Calatrava's first commission for a major American work was very movable, and equally as controversial: Milwaukee visionaries hired him to expand the city's Art Museum. The original structure dated back to the late 1950s and had been designed by renowned Finnish architect Eero Saarinen. For the new Quadracci Pavilion, Calatrava designed a futuristic, two-pronged shade that could open and close according to the atrium's lighting needs. The two fins, called Burke Brise Soleil—brise soleil means "movable shade" in French—did not move altogether smoothly from drawing board to completion, however: no company could come up with a working prototype, so Calatrava became a licensed structural engineer in Wisconsin and took over that part of the job himself. He had the pieces made in Spain and shipped over, all 100 tons in total, with the help of a Soviet transport plane.
+++
**Directives**
1 > Quote the passage on Calatrava's Milwaukee commission between "Calatrava's first commission" and "Soviet transport plane.", inclusive.
2 > For each statement below, say yes or no according to the passage on Calatrava's Milwaukee commission, and quote the words from the passage that decide it: (a) Eero Saarinen designed the museum's original structure. (b) A company produced a working prototype of the shade. (c) The pieces of the shade were made in Wisconsin.

**Record excerpts**
+++
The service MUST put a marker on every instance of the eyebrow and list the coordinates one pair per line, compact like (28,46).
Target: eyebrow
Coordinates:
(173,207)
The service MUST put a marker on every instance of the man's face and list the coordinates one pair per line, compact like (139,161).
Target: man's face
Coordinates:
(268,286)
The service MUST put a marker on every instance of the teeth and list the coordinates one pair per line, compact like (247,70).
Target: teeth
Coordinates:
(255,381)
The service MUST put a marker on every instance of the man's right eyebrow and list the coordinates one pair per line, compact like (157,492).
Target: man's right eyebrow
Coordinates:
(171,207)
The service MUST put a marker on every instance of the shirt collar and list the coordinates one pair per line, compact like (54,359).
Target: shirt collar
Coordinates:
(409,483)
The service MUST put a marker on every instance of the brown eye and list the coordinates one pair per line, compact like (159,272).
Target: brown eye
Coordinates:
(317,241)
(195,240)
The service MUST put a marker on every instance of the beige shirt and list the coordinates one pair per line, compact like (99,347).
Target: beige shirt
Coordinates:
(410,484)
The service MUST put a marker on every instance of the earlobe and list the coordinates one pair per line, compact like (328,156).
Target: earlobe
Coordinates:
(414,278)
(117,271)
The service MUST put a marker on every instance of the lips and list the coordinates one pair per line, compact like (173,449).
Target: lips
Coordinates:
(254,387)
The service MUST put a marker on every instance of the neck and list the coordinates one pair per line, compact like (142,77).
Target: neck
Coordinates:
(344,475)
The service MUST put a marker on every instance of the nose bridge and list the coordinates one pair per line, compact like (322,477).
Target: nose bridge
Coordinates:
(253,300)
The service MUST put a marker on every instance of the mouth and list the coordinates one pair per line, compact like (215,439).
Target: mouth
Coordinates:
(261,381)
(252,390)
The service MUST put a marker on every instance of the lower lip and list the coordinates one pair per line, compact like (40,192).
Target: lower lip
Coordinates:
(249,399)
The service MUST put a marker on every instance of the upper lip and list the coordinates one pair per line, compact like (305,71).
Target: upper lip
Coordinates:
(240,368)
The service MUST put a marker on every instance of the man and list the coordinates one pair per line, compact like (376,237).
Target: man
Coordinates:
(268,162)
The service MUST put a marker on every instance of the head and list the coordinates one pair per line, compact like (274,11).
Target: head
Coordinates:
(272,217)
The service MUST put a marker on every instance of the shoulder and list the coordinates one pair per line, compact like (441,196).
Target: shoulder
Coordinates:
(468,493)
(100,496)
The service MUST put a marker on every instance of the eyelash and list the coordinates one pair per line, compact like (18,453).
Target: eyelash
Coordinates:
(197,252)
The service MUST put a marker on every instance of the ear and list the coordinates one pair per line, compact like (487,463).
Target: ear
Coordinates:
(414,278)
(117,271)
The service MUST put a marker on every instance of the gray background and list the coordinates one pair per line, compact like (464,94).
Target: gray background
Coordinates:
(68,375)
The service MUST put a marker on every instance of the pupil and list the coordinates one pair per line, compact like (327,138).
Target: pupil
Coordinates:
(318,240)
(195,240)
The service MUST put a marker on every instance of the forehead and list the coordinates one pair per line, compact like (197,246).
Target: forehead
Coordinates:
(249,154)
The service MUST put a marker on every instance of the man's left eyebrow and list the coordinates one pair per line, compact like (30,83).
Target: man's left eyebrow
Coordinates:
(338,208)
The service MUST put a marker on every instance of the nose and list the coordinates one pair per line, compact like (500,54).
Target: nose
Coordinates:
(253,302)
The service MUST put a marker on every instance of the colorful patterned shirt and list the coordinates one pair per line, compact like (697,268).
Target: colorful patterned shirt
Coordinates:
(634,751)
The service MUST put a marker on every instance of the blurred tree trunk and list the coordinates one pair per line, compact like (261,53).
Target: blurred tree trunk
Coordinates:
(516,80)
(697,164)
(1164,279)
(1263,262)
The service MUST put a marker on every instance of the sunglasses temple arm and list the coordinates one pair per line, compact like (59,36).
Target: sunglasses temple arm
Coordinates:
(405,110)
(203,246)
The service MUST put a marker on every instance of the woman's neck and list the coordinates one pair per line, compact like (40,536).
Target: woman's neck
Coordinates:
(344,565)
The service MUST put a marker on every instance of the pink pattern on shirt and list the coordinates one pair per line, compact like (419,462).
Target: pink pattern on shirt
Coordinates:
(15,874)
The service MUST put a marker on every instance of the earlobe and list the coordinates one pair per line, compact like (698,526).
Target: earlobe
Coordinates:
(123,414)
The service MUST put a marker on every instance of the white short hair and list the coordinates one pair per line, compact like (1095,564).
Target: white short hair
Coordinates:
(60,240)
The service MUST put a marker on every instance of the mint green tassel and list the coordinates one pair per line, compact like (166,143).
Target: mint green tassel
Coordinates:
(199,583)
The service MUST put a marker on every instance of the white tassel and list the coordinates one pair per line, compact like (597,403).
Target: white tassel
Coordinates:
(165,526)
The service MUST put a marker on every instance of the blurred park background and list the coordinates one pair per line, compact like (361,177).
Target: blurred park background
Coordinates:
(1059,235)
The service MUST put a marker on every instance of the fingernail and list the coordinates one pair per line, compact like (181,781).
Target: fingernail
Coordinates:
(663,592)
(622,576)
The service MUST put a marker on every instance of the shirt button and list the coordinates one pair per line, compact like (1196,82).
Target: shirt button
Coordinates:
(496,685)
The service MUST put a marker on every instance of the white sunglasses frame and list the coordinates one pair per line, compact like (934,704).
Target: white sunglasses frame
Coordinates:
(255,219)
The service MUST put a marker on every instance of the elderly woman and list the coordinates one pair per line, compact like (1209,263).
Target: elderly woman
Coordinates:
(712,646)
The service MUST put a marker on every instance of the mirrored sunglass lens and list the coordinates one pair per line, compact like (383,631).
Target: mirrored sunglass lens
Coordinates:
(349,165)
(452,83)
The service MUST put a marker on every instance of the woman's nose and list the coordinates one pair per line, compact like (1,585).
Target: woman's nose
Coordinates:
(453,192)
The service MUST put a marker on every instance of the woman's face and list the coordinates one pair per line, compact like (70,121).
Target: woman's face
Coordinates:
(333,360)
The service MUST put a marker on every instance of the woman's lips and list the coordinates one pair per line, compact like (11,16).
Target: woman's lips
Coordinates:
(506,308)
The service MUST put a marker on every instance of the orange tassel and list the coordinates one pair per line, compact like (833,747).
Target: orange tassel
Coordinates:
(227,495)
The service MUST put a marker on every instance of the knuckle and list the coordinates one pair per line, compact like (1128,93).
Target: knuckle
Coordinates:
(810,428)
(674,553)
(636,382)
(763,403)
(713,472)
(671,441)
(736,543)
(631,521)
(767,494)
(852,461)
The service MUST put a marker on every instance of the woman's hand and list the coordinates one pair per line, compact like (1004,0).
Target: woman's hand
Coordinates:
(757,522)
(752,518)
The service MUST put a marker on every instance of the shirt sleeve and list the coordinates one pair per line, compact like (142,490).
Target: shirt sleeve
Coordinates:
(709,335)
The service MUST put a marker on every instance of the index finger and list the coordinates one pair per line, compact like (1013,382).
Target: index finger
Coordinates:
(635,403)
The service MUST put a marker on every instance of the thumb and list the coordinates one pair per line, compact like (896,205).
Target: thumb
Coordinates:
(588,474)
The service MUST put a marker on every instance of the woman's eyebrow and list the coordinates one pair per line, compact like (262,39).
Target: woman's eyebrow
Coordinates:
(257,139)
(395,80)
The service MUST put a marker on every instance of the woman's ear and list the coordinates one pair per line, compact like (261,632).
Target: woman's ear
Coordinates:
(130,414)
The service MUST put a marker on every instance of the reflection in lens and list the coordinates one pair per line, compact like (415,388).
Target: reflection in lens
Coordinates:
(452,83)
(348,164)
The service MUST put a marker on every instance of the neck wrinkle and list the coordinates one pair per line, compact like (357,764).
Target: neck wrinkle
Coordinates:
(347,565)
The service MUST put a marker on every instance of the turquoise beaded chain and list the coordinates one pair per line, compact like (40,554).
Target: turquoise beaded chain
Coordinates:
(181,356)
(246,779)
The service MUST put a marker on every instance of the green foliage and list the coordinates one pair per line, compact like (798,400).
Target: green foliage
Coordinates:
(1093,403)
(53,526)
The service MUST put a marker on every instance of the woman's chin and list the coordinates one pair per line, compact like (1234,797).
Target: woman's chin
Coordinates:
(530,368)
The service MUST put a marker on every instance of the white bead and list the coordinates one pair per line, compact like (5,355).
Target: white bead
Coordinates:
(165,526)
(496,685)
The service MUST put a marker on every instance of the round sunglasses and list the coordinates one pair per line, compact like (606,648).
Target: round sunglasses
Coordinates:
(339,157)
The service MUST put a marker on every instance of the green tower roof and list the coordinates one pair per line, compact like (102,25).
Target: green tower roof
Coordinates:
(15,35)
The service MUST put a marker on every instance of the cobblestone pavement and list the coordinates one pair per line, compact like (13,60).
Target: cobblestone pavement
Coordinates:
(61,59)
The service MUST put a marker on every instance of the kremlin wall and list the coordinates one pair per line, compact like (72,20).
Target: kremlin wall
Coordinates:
+++
**Completed exercise**
1 >
Calatrava's first commission for a major American work was very movable, and equally as controversial: Milwaukee visionaries hired him to expand the city's Art Museum. The original structure dated back to the late 1950s and had been designed by renowned Finnish architect Eero Saarinen. For the new Quadracci Pavilion, Calatrava designed a futuristic, two-pronged shade that could open and close according to the atrium's lighting needs. The two fins, called Burke Brise Soleil—brise soleil means "movable shade" in French—did not move altogether smoothly from drawing board to completion, however: no company could come up with a working prototype, so Calatrava became a licensed structural engineer in Wisconsin and took over that part of the job himself. He had the pieces made in Spain and shipped over, all 100 tons in total, with the help of a Soviet transport plane.

2 >
(a) Yes: "had been designed by renowned Finnish architect Eero Saarinen"
(b) No: "no company could come up with a working prototype"
(c) No: "He had the pieces made in Spain and shipped over"